Work order: Continue the passage about the Maryland law firm's Medicare reimbursement settlement, starting after its last sentence.

Passage for review:
● ● ● ● ●

A recent Department of Justice (DOJ) press release shows that anyone, including attorneys, can run afoul of Medicare fraud regulations.
Maryland law firm Meyers, Rodbell & Rosenbaum, P.A., will pay $250,000 to resolve allegations that it failed to reimburse Medicare payments to medical providers on behalf of one of its clients. “This settlement reminds attorneys of their obligation to reimburse Medicare for conditional payments after receiving settlement or judgment proceeds for their clients. This settlement should also remind attorneys not to disburse settlement proceeds until receipt of a final demand from Medicare to pay the outstanding debt,” the DOJ announced March 18.
The settlement is related to conditional payments for a settlement, the DOJ explained.
According to the settlement agreement, in and prior to 2012, Medicare made conditional payments to health care providers to satisfy medical bills for a client of the firm. Under the Medicare statute and regulations, Medicare is authorized to make conditional payments for medical items or services under certain circumstances, with the requirement that when an injured person receives a tort settlement or judgment, those receiving the proceeds of the settlement or judgment, including the injured person’s attorney, are required to repay Medicare for the conditional payments.

● ● ● ● ●

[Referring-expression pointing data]
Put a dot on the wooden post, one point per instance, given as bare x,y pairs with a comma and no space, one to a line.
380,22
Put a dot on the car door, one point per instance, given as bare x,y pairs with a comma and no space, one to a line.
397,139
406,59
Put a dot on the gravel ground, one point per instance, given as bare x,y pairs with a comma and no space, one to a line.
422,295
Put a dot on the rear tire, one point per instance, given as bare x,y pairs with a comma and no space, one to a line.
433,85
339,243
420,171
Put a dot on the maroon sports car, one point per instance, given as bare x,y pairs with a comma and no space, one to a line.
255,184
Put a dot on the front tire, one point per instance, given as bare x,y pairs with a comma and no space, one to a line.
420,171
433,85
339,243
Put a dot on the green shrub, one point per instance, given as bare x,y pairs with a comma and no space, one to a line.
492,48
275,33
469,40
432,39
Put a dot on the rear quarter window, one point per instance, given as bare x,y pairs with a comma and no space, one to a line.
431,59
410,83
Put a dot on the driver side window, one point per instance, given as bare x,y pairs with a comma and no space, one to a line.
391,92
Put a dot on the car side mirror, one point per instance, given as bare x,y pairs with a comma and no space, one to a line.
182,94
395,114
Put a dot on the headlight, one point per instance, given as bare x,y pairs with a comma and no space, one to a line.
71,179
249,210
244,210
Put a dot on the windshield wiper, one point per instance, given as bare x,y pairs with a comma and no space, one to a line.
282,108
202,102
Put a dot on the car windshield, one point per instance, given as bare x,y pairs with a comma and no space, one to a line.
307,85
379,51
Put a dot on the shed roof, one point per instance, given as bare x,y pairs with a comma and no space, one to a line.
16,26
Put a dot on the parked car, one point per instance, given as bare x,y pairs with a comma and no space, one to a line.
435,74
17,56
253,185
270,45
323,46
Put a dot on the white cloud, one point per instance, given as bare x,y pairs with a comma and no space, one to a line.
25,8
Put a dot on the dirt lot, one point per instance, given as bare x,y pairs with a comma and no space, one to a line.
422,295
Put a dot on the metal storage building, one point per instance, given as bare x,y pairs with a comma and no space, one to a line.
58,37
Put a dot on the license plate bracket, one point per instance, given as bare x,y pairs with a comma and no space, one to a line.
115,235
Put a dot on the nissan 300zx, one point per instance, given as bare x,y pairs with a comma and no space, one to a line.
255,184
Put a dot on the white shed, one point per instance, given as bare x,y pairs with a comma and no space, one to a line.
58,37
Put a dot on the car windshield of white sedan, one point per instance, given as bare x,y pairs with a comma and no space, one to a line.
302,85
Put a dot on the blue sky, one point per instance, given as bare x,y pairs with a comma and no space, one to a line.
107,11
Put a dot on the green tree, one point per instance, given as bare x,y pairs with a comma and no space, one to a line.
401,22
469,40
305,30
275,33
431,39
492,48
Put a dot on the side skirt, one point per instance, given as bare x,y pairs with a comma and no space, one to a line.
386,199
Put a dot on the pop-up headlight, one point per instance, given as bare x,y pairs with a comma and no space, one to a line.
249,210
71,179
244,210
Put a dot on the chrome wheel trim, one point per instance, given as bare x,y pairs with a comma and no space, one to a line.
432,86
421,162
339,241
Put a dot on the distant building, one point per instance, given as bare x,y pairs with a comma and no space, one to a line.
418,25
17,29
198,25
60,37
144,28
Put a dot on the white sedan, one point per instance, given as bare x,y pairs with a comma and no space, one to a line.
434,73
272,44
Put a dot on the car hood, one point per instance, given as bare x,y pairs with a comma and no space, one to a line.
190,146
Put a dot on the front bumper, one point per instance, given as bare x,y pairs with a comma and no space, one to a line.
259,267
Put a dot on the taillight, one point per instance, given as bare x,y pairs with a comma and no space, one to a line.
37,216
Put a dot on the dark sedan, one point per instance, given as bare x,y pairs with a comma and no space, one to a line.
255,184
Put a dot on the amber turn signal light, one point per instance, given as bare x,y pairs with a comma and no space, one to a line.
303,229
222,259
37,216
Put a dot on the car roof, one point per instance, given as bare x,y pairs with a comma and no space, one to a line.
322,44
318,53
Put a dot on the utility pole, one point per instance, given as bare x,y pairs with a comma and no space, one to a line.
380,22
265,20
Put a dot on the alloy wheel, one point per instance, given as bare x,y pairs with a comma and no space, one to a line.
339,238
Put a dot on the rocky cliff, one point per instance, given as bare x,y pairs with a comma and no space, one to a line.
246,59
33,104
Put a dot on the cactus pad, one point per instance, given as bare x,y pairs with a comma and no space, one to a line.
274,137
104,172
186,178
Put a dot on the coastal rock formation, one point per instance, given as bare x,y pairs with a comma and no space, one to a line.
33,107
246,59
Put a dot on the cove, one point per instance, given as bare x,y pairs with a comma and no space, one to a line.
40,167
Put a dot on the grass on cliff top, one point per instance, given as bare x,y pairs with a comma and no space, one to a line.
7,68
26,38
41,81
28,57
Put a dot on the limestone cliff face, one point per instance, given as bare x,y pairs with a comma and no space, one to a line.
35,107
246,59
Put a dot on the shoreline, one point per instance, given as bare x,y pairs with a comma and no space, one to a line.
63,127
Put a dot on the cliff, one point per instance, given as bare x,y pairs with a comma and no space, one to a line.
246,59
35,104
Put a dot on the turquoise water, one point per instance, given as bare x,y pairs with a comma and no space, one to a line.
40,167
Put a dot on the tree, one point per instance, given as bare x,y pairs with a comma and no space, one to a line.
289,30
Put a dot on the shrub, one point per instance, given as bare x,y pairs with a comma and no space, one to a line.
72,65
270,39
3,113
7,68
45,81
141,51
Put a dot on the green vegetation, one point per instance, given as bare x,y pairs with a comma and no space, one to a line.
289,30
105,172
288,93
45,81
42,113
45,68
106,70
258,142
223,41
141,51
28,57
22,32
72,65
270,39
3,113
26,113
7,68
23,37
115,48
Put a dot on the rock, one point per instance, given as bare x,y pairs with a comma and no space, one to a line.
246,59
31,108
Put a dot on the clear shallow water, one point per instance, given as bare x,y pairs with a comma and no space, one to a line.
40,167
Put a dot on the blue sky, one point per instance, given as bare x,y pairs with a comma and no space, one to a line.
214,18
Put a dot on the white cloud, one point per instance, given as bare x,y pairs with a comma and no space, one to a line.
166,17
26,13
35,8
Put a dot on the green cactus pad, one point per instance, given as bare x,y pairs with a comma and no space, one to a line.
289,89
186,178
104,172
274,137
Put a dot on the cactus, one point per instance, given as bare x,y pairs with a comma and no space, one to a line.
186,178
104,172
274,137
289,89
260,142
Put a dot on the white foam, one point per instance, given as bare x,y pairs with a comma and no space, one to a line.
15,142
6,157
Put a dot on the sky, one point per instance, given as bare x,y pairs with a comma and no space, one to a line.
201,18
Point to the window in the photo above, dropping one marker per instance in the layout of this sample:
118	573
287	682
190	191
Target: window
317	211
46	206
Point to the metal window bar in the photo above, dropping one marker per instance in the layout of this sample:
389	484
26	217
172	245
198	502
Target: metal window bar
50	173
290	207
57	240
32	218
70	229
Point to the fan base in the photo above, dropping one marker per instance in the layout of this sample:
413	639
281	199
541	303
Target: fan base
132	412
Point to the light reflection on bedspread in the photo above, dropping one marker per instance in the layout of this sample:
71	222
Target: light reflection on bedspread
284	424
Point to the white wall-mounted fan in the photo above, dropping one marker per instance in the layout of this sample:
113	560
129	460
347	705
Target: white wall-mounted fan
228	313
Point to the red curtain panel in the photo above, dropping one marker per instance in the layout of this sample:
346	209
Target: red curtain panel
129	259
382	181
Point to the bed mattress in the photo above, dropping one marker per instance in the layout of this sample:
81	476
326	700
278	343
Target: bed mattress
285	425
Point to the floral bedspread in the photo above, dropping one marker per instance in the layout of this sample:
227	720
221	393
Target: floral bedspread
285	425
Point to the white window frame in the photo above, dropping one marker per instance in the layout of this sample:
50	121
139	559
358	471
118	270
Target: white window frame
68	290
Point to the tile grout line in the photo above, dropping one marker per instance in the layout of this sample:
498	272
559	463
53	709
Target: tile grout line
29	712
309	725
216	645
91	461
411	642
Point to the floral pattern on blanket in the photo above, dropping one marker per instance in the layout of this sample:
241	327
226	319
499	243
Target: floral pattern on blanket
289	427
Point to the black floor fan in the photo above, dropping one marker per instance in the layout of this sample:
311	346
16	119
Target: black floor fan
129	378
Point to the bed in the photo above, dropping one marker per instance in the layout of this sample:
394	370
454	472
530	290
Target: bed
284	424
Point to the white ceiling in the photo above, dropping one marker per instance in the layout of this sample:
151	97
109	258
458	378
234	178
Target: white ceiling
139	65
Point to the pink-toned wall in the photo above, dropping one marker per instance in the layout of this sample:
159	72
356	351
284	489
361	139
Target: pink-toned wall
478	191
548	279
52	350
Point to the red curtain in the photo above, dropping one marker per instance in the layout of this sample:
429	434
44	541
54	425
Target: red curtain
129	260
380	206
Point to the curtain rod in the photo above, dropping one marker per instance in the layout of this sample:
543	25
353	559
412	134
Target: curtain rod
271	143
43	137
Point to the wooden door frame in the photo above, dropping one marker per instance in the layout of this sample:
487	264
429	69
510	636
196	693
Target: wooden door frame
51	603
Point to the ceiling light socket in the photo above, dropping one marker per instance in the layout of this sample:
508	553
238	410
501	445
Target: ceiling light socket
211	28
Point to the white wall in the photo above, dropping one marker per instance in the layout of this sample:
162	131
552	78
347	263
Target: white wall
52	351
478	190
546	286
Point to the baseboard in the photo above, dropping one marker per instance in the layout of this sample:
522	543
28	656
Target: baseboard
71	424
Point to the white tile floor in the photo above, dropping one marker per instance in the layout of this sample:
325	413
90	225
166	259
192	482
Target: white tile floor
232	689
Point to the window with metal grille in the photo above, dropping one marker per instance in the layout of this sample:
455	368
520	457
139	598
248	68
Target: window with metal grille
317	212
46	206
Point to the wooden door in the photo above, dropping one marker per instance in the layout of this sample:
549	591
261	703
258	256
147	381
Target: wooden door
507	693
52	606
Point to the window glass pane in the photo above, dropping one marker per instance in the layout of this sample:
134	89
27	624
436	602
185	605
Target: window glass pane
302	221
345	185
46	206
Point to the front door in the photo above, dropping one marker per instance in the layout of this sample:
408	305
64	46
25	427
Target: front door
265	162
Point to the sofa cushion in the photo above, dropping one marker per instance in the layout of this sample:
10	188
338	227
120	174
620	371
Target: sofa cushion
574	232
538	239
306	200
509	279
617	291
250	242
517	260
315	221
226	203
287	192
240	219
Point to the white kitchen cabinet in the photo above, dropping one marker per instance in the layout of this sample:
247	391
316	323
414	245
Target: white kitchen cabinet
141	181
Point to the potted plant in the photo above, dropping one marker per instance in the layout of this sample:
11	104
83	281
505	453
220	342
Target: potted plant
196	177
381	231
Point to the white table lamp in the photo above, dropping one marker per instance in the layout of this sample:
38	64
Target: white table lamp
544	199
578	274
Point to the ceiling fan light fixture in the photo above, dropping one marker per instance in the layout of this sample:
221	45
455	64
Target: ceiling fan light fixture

● ● ● ● ●

Final answer:
Under Medicare Secondary Payer law (42 U.S.C. § 1395y(b)), Medicare does not pay for items or services to the extent that payment has been, or may reasonably be expected to be, made through a no-fault or liability insurer or through a workers' compensation entity. Medicare may make a conditional payment when there is evidence that the primary plan does not pay promptly conditioned upon reimbursement when the primary plan does pay. The Benefits Coordination & Recovery Center (BCRC) is responsible for recovering conditional payments when there is a settlement, judgment, award or other payment made to the Medicare beneficiary. When the BCRC has information concerning a potential recovery situation, it will identify the affected claims and begin recovery activities. Beneficiaries and their attorney(s) should recognize the obligation to reimburse Medicare during any settlement negotiations.
According to the DOJ, the firm helped one of its client win a more than $1.1 million settlement for a medical malpractice case at the end of 2015. Medicare asked for repayment of the conditional payments, but “the firm refused to pay the debt in full,” the DOJ explained.
The payment isn’t the end of the story for the firm. In addition to the $250,000 settlement, the practice agreed to:
  • Designate an employee who will be responsible for paying Medicare secondary payer debts.
  • Train the employee to pay the debts in a timely manner.
  • Review outstanding debts with the employee every six months.